CSV Schema Inference Tool
Point it at CSV and get an inferred schema. For each column it detects the type — integer, number, boolean, date, datetime, UUID, email or string — along with whether it's nullable, how many distinct values it holds, its maximum length, and whether it looks like a candidate unique key. Then export the result as a PostgreSQL CREATE TABLE, a TypeScript interface, or a JSON Schema. It parses real CSV (quoted fields, embedded commas) and runs entirely in your browser.
How to use the CSV Schema Inference Tool
Paste CSV with a header row, or open a file. The first row is treated as column names and every following row as data. The delimiter is auto-detected from the first line by default, but you can force comma, tab, semicolon or pipe if detection guesses wrong (which can happen when a free-text column is full of commas). The parser is RFC 4180-aware, so quoted fields containing commas, quotes or newlines are handled correctly rather than split mid-value.

Stored records

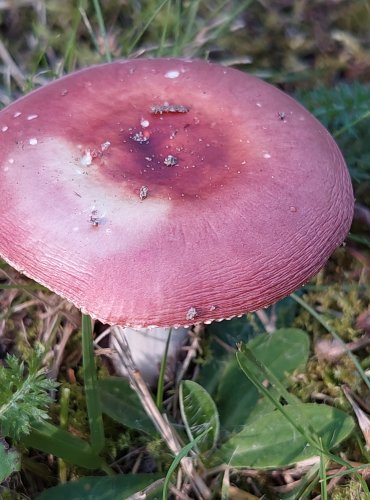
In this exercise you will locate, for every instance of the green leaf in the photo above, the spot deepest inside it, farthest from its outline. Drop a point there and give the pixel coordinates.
(121, 403)
(51, 439)
(272, 441)
(284, 351)
(200, 415)
(24, 394)
(100, 488)
(10, 460)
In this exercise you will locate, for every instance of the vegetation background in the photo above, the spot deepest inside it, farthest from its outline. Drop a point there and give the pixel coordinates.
(317, 51)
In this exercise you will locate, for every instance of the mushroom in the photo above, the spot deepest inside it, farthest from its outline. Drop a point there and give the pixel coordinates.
(168, 192)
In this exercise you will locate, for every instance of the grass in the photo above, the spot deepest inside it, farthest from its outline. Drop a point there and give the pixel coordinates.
(320, 55)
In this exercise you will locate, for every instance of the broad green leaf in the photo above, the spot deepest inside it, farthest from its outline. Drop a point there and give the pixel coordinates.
(10, 460)
(272, 441)
(100, 488)
(283, 352)
(121, 404)
(51, 439)
(200, 415)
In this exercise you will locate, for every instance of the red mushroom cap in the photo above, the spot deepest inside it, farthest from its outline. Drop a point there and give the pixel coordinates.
(168, 191)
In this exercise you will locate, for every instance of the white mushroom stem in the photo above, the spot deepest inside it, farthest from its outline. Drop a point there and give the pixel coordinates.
(162, 425)
(148, 347)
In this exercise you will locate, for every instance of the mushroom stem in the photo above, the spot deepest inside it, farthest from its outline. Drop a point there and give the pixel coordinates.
(148, 348)
(165, 429)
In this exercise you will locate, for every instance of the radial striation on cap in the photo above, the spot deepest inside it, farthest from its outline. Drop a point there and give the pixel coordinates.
(168, 191)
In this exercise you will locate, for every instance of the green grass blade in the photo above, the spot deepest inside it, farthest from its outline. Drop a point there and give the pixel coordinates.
(102, 30)
(250, 365)
(138, 37)
(331, 330)
(323, 477)
(183, 453)
(91, 388)
(48, 438)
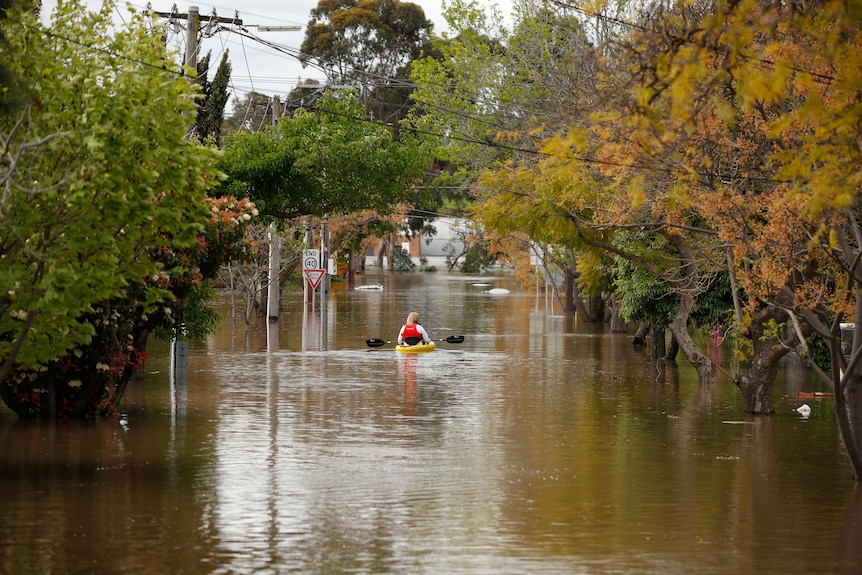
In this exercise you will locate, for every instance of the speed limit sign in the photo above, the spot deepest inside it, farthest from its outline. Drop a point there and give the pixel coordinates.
(310, 259)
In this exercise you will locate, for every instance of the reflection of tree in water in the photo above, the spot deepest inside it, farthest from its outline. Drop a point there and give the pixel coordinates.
(407, 367)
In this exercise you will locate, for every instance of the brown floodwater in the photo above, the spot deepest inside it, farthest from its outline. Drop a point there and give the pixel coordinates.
(524, 449)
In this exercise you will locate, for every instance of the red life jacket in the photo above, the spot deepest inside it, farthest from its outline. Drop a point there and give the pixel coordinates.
(411, 330)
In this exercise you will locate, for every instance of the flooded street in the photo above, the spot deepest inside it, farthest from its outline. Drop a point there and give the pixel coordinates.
(523, 449)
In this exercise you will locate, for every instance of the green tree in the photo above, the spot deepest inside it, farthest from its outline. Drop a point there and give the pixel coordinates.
(214, 97)
(251, 113)
(326, 161)
(368, 45)
(94, 195)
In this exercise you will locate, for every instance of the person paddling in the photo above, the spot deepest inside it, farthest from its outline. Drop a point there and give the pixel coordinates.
(412, 332)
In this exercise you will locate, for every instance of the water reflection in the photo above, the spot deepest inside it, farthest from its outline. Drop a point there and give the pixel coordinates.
(523, 449)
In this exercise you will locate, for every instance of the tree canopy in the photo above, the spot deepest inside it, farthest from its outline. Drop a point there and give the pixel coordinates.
(100, 206)
(329, 160)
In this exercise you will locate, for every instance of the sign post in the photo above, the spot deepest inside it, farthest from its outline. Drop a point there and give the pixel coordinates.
(311, 267)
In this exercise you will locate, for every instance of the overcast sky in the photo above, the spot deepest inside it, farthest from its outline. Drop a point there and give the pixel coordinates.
(256, 67)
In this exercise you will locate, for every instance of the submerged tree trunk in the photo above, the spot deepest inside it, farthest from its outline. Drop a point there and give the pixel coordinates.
(639, 338)
(679, 328)
(757, 381)
(672, 349)
(657, 343)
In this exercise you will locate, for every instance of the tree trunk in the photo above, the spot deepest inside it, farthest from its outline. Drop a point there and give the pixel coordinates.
(672, 349)
(757, 381)
(679, 328)
(706, 371)
(639, 338)
(657, 343)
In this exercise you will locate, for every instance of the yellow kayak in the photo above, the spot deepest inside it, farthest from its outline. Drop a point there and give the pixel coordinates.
(418, 348)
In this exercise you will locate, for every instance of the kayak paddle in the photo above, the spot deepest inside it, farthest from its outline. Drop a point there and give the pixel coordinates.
(380, 342)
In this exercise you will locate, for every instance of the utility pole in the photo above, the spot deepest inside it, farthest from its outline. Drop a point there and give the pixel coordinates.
(194, 18)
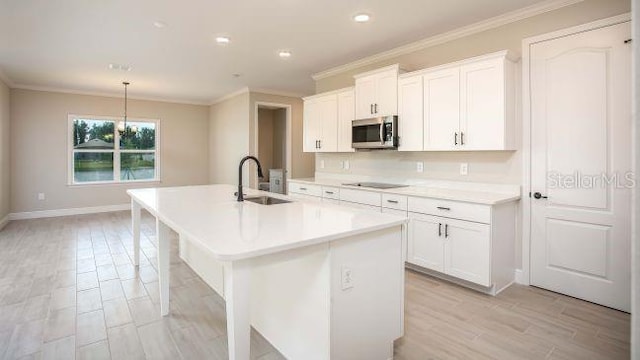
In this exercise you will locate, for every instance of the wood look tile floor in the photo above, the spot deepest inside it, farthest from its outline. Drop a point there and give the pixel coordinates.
(68, 290)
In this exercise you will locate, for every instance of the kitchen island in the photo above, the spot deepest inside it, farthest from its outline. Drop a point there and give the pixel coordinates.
(318, 281)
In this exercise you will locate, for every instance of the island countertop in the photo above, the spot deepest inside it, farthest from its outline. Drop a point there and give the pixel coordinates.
(232, 230)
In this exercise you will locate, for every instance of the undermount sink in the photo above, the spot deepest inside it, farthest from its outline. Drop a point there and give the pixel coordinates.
(266, 200)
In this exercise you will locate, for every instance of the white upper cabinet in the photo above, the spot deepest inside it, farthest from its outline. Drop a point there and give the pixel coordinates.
(346, 114)
(410, 121)
(442, 109)
(376, 93)
(487, 107)
(327, 121)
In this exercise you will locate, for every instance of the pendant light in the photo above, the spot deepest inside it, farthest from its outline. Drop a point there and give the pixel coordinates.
(123, 129)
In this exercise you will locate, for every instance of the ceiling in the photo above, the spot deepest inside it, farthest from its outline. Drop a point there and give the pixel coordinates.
(68, 44)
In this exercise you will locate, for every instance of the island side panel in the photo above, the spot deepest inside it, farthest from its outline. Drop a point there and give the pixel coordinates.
(367, 295)
(290, 306)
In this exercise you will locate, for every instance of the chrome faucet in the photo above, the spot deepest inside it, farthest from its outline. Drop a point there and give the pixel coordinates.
(240, 196)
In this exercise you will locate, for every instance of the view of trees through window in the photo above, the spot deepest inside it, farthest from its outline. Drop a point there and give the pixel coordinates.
(97, 157)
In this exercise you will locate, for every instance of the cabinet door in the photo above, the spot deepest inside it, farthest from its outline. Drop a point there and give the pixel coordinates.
(310, 125)
(365, 96)
(386, 94)
(328, 124)
(426, 242)
(482, 110)
(467, 251)
(346, 114)
(410, 119)
(442, 109)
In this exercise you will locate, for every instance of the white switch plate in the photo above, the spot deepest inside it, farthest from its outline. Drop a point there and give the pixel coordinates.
(347, 278)
(464, 169)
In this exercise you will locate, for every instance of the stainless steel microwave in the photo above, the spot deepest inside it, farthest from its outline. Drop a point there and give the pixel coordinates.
(375, 133)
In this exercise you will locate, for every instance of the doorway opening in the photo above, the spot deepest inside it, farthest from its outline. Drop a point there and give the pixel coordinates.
(273, 123)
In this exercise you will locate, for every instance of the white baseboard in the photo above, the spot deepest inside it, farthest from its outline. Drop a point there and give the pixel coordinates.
(4, 221)
(520, 278)
(67, 212)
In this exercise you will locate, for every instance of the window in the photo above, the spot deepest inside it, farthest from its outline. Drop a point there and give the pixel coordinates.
(102, 153)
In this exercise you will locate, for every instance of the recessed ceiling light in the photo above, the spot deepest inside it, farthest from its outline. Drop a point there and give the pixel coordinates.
(223, 40)
(361, 18)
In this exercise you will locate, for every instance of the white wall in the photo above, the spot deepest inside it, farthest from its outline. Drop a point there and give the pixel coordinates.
(39, 151)
(635, 274)
(5, 160)
(498, 166)
(228, 139)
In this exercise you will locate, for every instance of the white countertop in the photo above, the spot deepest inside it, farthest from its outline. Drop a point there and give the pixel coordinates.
(483, 196)
(231, 230)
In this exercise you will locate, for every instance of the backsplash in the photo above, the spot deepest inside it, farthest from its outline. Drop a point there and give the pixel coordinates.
(499, 167)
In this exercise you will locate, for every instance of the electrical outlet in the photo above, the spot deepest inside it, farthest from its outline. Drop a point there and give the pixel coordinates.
(347, 278)
(464, 169)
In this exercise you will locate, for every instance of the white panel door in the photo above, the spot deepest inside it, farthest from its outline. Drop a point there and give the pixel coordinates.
(442, 109)
(328, 124)
(386, 94)
(365, 97)
(410, 120)
(310, 127)
(482, 105)
(467, 251)
(426, 241)
(346, 114)
(581, 159)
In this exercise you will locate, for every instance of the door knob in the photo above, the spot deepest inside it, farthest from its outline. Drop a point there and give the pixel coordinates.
(537, 195)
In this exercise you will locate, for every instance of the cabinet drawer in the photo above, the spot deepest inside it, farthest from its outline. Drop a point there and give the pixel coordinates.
(313, 190)
(330, 193)
(361, 197)
(451, 209)
(392, 201)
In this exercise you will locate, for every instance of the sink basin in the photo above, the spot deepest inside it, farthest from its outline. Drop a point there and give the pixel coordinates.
(266, 200)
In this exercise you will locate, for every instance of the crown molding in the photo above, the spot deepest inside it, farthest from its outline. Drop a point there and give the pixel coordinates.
(105, 94)
(468, 30)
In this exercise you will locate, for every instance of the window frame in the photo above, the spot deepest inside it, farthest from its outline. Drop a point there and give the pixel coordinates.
(116, 151)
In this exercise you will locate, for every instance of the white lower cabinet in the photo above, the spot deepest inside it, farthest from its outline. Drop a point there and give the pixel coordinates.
(478, 247)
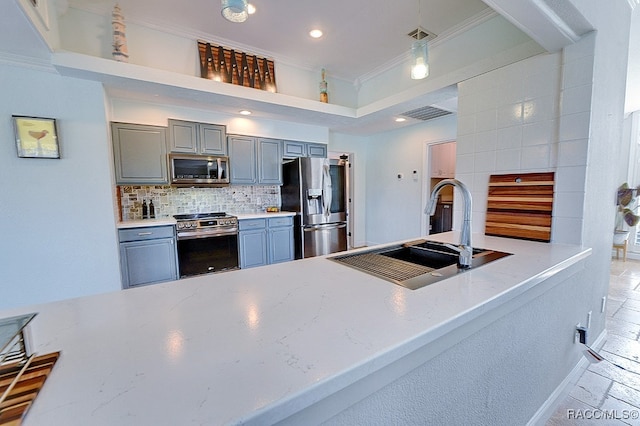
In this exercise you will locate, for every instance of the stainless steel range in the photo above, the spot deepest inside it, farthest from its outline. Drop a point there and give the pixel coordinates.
(207, 243)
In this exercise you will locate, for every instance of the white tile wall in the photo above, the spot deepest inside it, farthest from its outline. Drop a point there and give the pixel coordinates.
(512, 120)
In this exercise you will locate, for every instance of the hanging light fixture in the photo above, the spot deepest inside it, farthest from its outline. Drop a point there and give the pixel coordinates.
(235, 10)
(419, 52)
(419, 60)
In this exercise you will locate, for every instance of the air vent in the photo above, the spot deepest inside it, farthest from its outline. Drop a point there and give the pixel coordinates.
(426, 113)
(421, 34)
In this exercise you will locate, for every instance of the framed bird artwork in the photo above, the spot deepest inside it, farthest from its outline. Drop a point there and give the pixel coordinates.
(36, 137)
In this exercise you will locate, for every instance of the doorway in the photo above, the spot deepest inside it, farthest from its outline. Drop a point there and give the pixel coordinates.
(439, 163)
(347, 156)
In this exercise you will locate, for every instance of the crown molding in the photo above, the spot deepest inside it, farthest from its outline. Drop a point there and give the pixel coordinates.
(30, 62)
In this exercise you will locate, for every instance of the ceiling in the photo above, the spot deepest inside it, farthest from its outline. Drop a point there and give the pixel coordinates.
(359, 35)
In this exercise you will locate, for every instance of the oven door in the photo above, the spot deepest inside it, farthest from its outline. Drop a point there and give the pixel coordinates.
(208, 254)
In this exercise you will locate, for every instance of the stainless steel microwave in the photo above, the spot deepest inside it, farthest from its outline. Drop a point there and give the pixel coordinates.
(198, 170)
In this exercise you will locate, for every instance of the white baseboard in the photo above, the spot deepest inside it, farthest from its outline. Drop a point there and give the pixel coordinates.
(564, 388)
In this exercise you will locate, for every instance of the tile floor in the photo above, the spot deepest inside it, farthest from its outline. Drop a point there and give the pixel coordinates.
(606, 394)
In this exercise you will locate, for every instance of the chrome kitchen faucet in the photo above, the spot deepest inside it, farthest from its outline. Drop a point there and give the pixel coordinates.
(464, 248)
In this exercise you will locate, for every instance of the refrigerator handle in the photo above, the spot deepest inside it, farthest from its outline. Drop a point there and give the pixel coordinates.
(325, 226)
(326, 188)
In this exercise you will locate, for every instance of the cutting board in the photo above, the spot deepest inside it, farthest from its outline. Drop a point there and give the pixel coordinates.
(520, 206)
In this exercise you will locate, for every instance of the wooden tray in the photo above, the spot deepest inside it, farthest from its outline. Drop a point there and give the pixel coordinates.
(24, 392)
(520, 206)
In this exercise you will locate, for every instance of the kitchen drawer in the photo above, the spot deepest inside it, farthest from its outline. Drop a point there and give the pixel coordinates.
(247, 224)
(280, 221)
(145, 233)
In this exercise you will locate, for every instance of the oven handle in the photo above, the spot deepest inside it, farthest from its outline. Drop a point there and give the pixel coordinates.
(190, 235)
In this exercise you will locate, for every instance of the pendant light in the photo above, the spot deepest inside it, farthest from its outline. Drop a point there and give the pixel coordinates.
(419, 60)
(419, 53)
(235, 10)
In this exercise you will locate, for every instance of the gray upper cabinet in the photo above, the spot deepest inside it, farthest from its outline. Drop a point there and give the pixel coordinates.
(255, 160)
(317, 150)
(197, 138)
(269, 161)
(140, 154)
(293, 149)
(242, 160)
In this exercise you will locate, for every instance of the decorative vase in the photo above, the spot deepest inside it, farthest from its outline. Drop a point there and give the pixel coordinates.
(120, 52)
(324, 97)
(619, 237)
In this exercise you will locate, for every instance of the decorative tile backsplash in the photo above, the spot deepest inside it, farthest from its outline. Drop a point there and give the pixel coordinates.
(169, 200)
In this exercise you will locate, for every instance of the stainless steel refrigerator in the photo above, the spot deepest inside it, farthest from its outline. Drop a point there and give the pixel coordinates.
(317, 190)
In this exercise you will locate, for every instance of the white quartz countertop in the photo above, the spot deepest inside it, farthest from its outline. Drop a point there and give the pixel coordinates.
(146, 222)
(171, 221)
(261, 215)
(256, 345)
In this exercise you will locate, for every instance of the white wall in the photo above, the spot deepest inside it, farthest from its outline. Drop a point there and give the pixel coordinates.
(56, 216)
(394, 207)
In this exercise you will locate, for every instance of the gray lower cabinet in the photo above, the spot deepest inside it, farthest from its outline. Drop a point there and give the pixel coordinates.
(252, 242)
(148, 255)
(255, 160)
(140, 154)
(280, 238)
(265, 241)
(197, 138)
(293, 149)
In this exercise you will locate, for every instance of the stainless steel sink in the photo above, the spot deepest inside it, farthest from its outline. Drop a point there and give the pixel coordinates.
(416, 264)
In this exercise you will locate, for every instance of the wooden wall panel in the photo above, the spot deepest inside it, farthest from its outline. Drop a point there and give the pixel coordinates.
(520, 206)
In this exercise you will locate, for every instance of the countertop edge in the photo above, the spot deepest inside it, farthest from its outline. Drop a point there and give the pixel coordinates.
(282, 409)
(143, 223)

Exercise: Carry on the CSV schema inference tool page above, starting right after its last sentence.

The reply:
For each column the tool reports an inferred type, decided by testing the non-empty values against ordered patterns — boolean (true/false/yes/no), integer, decimal number, UUID, datetime, date, email — and falling back to string. A column is nullable if any row is empty in that position; distinct counts the unique values; and a column whose values are all distinct (and there is more than one) is starred as a candidate unique key. Switch the Output selector from "report only" to generate a starting CREATE TABLE (PostgreSQL types, with NOT NULL where appropriate and a sized VARCHAR for short strings), a TypeScript interface (optional members for nullable columns), or a draft JSON Schema with formats for dates, emails and UUIDs. Inference is a starting point — widen a type or add constraints if your sample doesn't represent the full data.
How column types are inferred from CSV
CSV carries no type information — every value is just text — so loading a file into a typed system always begins with the same question: what is each column, really? Is credits an integer or could it hold decimals? Is active a boolean? Is id unique enough to be a primary key? Answering by eye on a large file is slow and unreliable, and getting it wrong means a failed import or a column typed too narrowly to hold the next batch of data.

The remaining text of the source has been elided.